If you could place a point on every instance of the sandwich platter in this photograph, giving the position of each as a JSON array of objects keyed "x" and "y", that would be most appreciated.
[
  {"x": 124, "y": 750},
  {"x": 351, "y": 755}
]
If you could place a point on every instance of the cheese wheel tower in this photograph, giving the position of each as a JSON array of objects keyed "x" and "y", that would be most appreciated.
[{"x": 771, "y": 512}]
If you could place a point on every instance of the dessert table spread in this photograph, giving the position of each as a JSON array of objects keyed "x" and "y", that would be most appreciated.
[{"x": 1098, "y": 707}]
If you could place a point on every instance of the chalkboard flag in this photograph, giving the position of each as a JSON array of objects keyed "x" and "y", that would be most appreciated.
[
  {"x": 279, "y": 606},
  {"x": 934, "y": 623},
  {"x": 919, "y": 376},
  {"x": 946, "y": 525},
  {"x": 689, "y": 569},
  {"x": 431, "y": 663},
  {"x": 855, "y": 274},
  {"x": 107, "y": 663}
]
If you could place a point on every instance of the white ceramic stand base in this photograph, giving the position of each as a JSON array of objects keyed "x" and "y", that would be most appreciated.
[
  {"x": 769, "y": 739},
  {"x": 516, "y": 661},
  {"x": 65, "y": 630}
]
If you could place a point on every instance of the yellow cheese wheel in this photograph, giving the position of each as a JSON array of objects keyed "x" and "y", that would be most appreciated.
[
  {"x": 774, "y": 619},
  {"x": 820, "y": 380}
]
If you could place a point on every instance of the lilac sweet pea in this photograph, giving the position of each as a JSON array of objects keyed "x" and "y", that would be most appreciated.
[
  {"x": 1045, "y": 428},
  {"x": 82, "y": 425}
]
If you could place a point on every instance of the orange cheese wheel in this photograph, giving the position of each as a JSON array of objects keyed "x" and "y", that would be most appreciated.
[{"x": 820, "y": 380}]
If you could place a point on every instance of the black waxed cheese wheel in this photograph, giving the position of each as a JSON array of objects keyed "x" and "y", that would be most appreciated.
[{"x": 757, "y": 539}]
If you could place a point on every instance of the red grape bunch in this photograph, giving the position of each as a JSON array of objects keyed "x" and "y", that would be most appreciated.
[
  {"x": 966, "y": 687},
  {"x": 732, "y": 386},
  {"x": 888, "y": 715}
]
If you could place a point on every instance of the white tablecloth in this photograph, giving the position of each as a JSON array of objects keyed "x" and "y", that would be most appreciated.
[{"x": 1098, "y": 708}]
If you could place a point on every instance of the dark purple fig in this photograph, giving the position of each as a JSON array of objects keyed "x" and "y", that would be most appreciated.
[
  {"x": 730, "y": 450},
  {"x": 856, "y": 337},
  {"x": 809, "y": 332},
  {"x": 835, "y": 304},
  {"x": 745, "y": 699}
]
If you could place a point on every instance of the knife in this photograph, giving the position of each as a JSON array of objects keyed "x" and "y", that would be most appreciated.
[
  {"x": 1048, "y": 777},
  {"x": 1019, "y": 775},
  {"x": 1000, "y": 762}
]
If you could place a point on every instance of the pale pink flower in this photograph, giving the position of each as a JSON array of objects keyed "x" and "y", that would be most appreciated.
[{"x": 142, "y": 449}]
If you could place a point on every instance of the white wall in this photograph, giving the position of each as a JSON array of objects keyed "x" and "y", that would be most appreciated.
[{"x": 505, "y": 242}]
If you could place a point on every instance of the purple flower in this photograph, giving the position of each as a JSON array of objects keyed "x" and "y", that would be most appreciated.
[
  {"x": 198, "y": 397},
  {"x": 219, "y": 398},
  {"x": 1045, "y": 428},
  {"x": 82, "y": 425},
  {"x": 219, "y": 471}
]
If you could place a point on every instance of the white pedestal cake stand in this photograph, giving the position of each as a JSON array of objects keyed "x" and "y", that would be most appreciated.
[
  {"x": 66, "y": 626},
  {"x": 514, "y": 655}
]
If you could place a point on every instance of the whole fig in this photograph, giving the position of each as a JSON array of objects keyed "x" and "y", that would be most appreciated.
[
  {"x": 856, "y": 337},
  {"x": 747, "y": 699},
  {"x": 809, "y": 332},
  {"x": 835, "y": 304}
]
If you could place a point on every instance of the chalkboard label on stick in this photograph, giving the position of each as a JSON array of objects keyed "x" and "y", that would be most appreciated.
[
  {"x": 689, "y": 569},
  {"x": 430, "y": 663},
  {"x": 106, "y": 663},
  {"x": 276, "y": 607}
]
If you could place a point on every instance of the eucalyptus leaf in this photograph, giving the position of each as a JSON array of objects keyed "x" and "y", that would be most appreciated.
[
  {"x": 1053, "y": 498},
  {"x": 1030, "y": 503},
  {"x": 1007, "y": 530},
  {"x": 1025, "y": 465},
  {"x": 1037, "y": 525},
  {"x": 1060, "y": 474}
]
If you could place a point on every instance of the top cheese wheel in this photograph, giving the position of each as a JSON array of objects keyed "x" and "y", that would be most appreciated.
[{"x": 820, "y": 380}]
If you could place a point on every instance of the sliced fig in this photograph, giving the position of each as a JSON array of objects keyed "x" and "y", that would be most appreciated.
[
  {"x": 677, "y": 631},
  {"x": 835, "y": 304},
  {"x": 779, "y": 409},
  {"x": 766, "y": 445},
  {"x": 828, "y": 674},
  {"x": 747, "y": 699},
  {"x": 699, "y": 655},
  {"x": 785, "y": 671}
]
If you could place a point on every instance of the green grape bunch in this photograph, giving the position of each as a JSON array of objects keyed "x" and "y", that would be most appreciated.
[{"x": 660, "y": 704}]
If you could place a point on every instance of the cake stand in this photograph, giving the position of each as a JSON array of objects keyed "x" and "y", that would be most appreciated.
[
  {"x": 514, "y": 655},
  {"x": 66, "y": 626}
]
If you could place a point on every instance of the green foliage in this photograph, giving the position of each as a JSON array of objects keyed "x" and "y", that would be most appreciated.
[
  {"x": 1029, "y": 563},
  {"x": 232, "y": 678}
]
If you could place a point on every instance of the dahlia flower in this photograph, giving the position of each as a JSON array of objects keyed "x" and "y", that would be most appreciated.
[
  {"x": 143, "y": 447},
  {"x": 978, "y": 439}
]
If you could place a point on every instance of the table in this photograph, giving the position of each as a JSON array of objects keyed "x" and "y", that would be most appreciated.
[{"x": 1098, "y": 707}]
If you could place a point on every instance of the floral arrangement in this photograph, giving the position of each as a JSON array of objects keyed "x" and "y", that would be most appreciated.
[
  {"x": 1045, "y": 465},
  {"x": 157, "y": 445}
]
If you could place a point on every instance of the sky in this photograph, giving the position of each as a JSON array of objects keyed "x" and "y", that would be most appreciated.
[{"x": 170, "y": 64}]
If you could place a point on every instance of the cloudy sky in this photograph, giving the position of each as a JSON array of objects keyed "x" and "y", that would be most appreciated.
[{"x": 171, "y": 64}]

◆ ◆ ◆ ◆

Task objective | Until the last line is reached, keep transcribing the data exactly.

Task solution |
If you could place a point on every instance of the sandwich platter in this photograph, giving the position of each as a JSON array of objects keyed "x" and "y", that would be most appreciated.
[
  {"x": 124, "y": 750},
  {"x": 351, "y": 755}
]
If you could place a point on every instance of the cheese wheel tower in this photograph, giving the position of each as a JSON array of objects keyed "x" and "y", that would be most appreciated.
[{"x": 771, "y": 512}]
If you could place a point on every instance of the dessert table spread in this photograph, giving the position of each as a JSON array of objects keyed "x" and "y", that would be most appreciated.
[{"x": 1098, "y": 707}]
If you could place a point on every instance of the chalkboard flag in this photograph, giving the position of each as a JSON array of objects keyed "x" and "y", that would be most appreciated.
[
  {"x": 279, "y": 606},
  {"x": 934, "y": 623},
  {"x": 919, "y": 376},
  {"x": 946, "y": 525},
  {"x": 689, "y": 569},
  {"x": 431, "y": 663},
  {"x": 855, "y": 274},
  {"x": 107, "y": 663}
]
If you could place a point on every instance of the white ceramic stand base in this photograph, giving the position of each as a JSON array of objects keyed "x" and "y", that would be most appreciated.
[
  {"x": 769, "y": 739},
  {"x": 516, "y": 661},
  {"x": 65, "y": 630}
]
If you could place a point on every instance of the yellow cheese wheel in this photograph, giving the position of each as a JSON array of objects keyed "x" and "y", that would be most appreciated.
[
  {"x": 774, "y": 619},
  {"x": 820, "y": 380}
]
If you could place a point on every instance of the lilac sweet pea in this photograph, giving the position of each as a JSON array of objects keyed "x" and "y", that would be most appreciated.
[
  {"x": 1045, "y": 428},
  {"x": 82, "y": 425}
]
If you could place a point on every instance of the orange cheese wheel in this photograph, giving the position of each as a JSON array of objects keyed "x" and "y", that would be most appreciated.
[{"x": 820, "y": 380}]
If you could place a point on every instance of the black waxed cheese wheel in this photograph, giving the position of each as a JSON array of objects keyed "x" and "y", that would be most appreciated.
[{"x": 757, "y": 539}]
If you could place a point on every instance of the red grape bunch in this photograph, giving the position of each as a JSON array of objects keyed "x" and "y", that would be most appreciated.
[
  {"x": 966, "y": 687},
  {"x": 732, "y": 386},
  {"x": 888, "y": 715}
]
If you could place a point on every instance of the white tablecloth in this photograph, giving the position of each as a JSON array of objects keyed "x" and "y", that would be most appreciated.
[{"x": 1098, "y": 708}]
If you could place a point on every instance of the dark purple fig in this photograph, giving the position of each as a JSON array of objects keyed "x" and "y", that would be most appreciated.
[
  {"x": 730, "y": 450},
  {"x": 856, "y": 337},
  {"x": 809, "y": 332},
  {"x": 835, "y": 304},
  {"x": 745, "y": 699}
]
If you could place a point on every instance of the knife in this photograph, giving the position of each as a JSON array of objects keyed "x" and "y", that would be most appreciated.
[
  {"x": 1048, "y": 777},
  {"x": 1019, "y": 775},
  {"x": 1000, "y": 762}
]
If you could place a point on every instance of the pale pink flower in this photograph, giving the position of each as a JSON array of objects keyed "x" and "y", that would be most appreciated.
[{"x": 142, "y": 449}]
If you could place a point on every instance of the white wall in this photograph, giving the position of each as a JSON array of objects keyed "x" and "y", that would be most appreciated.
[{"x": 505, "y": 242}]
If you could place a point on every instance of the purple flower in this photograph, giving the position of each as a JSON array of objects keyed "x" and "y", that would be most appreciated.
[
  {"x": 198, "y": 397},
  {"x": 219, "y": 398},
  {"x": 1045, "y": 428},
  {"x": 82, "y": 425},
  {"x": 219, "y": 471}
]
If you could place a point on every instance of the white pedestal cake stand in this photograph, giving the position of each as a JSON array of objects keyed "x" and "y", that would be most appreciated.
[
  {"x": 66, "y": 626},
  {"x": 514, "y": 655}
]
If you could place a point on every instance of the whole fig in this photograph, giving the position of each as a JSON array of objects keyed "x" and "y", that would be most appreciated.
[
  {"x": 856, "y": 337},
  {"x": 747, "y": 699},
  {"x": 809, "y": 332},
  {"x": 835, "y": 304}
]
If you could place a point on every instance of the chalkboard label on stick in this photograph, giving the position of each as a JSON array of objects keyed "x" and "y", that would be most appreciated.
[
  {"x": 689, "y": 569},
  {"x": 430, "y": 663},
  {"x": 106, "y": 663},
  {"x": 276, "y": 607}
]
If you could place a point on every instance of the eucalyptus leaf in this photograph, giving the position of each as a JSON array of objects keyed "x" and "y", that would be most appreciated.
[
  {"x": 1053, "y": 498},
  {"x": 1030, "y": 503},
  {"x": 1007, "y": 530},
  {"x": 1025, "y": 465},
  {"x": 1037, "y": 525},
  {"x": 1060, "y": 474}
]
If you could place a point on every instance of the top cheese wheel in this photograph, giving the position of each as a JSON array of objects keyed "x" and "y", that would be most appreciated.
[{"x": 820, "y": 380}]
If you could place a point on every instance of the sliced fig in this photograph, giving the position of each as a JSON array of objects keyed "x" and "y", that would be most appreciated.
[
  {"x": 677, "y": 631},
  {"x": 835, "y": 304},
  {"x": 779, "y": 409},
  {"x": 766, "y": 445},
  {"x": 828, "y": 674},
  {"x": 747, "y": 699},
  {"x": 699, "y": 655},
  {"x": 785, "y": 671}
]
If you could place a point on every instance of the green grape bunch in this photograph, giving the position of each as a JSON array of objects keyed "x" and "y", that would be most appreciated.
[{"x": 660, "y": 704}]
If you could place a point on every instance of the cake stand in this photograph, giving the position of each as a JSON array of objects keyed "x" and "y", that would be most appreciated.
[
  {"x": 514, "y": 655},
  {"x": 66, "y": 626}
]
If you could place a point on every instance of the green foliage in this photograph, giving the position of each as a JSON array of objects keyed "x" and "y", that would be most appreciated.
[
  {"x": 1029, "y": 563},
  {"x": 232, "y": 678}
]
If you could place a point on every instance of the dahlia flower in this photograph, giving the position of each as a JSON array of objects keyed "x" and "y", that would be most appreciated.
[
  {"x": 143, "y": 447},
  {"x": 978, "y": 439}
]
If you could place a point on every instance of the table in this photograph, giving the position of each as a JSON array of objects keyed "x" and "y", that would be most appreciated.
[{"x": 1098, "y": 707}]
If you could place a point on every instance of the floral arrangement in this photograph, giving the position of each as a JSON array of objects keyed "x" and "y", that would be most appreciated.
[
  {"x": 1045, "y": 465},
  {"x": 157, "y": 445}
]
If you could place a point on every instance of the sky in this photograph, giving the position of each as a JSON array of objects keyed "x" and "y", that would be most appreciated.
[{"x": 170, "y": 64}]
If you could place a point on every instance of the cloudy sky in this photograph, giving the position of each as a JSON array of objects keyed "x" and "y", that would be most appreciated.
[{"x": 171, "y": 64}]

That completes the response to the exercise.